> 掲載文:
━━━━
説明

ノーズコーンアッセンブリ

【課題】 ノーズコーン104、ノーズコーン104が取り付けられる支持リング106を含むノーズコーンアッセンブリを提供する。取り付け領域A及び衝突領域Iを含む積層ノーズコーンを提供する。更に、ノーズコーンアッセンブリ用の支持リング106を提供する。
【解決手段】 絶縁層110がノーズコーン104と支持リング106との間に配置されている。絶縁層110は、少なくとも部分的にガラスファイバで形成されている。取り付け領域Aでは、積層ファイバはノーズコーン104の回転軸線に対して実質的に垂直に配向されており、衝突領域Iでは、積層ファイバはノーズコーン104の回転軸線に対して実質的に平行に配向されている。支持リング106は、環状本体140及び突出した環状取り付けフランジ142を含む。取り付けフランジ142は、周方向に間隔が隔てられた複数の取り付けタブ144で終端する。取り付けフランジ142は、本体140とともに、少なくとも二つのC曲線160、162を持つ断面を形成する。
━━━━
> 提供データ:

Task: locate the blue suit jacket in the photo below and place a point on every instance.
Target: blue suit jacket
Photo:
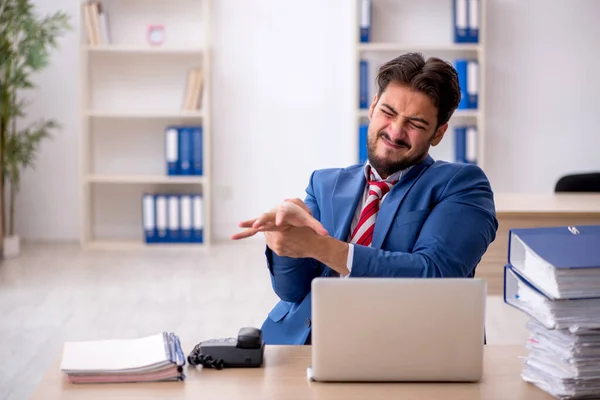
━━━━
> 練習問題:
- A) ノーズコーンアッセンブリの説明にある「【解決手段】」で始まる段落を、主な事実を残して箇条書きにまとめてください。
- B) ノーズコーンアッセンブリの説明を、最後の文の後から書き継いでください。

> 問題の解答:
- A)
- 絶縁層110はノーズコーン104と支持リング106の間にあり、少なくとも一部がガラスファイバでできている。
- 積層ファイバは、取り付け領域Aではノーズコーン104の回転軸線に対してほぼ垂直に、衝突領域Iではほぼ平行に配向されている。
- 支持リング106は、環状本体140と、突出した環状取り付けフランジ142から成る。
- 取り付けフランジ142は、周方向に間隔を置いて並ぶ複数の取り付けタブ144で終わっている。
- 取り付けフランジ142は本体140とともに、少なくとも二つのC曲線160、162を持つ断面を形成する。

- B)
【発明の詳細な説明】
【技術分野】
【0001】
本発明は、ガスタービンエンジン用のノーズコーンアッセンブリに関する。
【0002】
ノーズコーンアッセンブリは、代表的には、ガスタービンエンジンの空気取り入れ口に設けられている。アッセンブリは、従来、ファンディスクに固定される支持リングに取り付けられた単一部品型ノーズコーン又は二部品型ノーズコーンを含む。ノーズコーンアッセンブリの目的は、空気をファンブレードに滑らかに流入し、バードストライク等の異物の衝突による損傷からエンジンの残りの部分を保護することである。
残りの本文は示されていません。